__Goal__
Retype the passage on al-Qaida's rise in the Middle East in full, word for word.

__Quoted passage__
'''

With the Middle East moving from one crisis to another, this small
organisation saw itself miraculously transferred from periphery to
centre. In its founding statement, al-Qaida defined its mission as a
jihad aimed at cleansing the Arabian peninsula of the American "locusts,
eating its riches and wiping out its plantations", and liberating
Palestinian land from Zionist occupation. With the invasion of Iraq in
2003, al-Qaida was offered a firm foothold in the Middle East and the
unique chance to implement its "resistance against Jews and crusaders"
project.

The organisation's penetration of Palestinian politics is the climax of
a long, still unfolding process. Rapidly expanding from one location to
another, al-Qaida currently boasts branches throughout the Arab region.

'''

[Excerpts of bounding box data]
'''

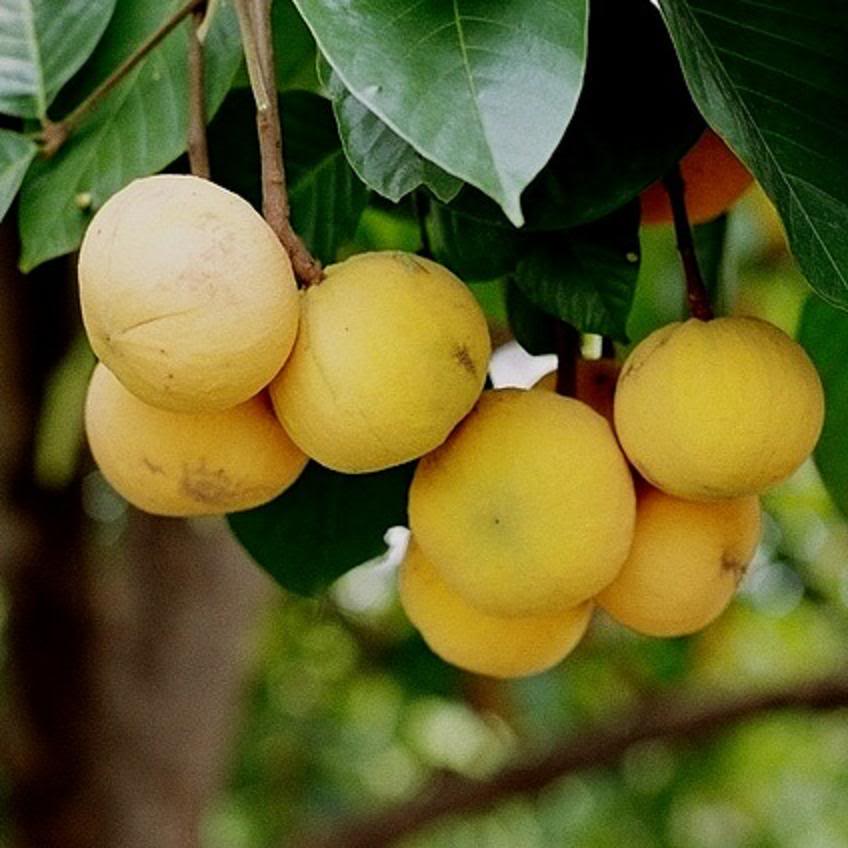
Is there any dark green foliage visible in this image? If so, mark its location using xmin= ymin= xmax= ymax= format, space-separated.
xmin=662 ymin=0 xmax=848 ymax=307
xmin=229 ymin=462 xmax=414 ymax=595
xmin=209 ymin=89 xmax=368 ymax=263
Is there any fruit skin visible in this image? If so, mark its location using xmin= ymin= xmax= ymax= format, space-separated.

'''

__Written reply__
With the Middle East moving from one crisis to another, this small
organisation saw itself miraculously transferred from periphery to
centre. In its founding statement, al-Qaida defined its mission as a
jihad aimed at cleansing the Arabian peninsula of the American "locusts,
eating its riches and wiping out its plantations", and liberating
Palestinian land from Zionist occupation. With the invasion of Iraq in
2003, al-Qaida was offered a firm foothold in the Middle East and the
unique chance to implement its "resistance against Jews and crusaders"
project.

The organisation's penetration of Palestinian politics is the climax of
a long, still unfolding process. Rapidly expanding from one location to
another, al-Qaida currently boasts branches throughout the Arab region.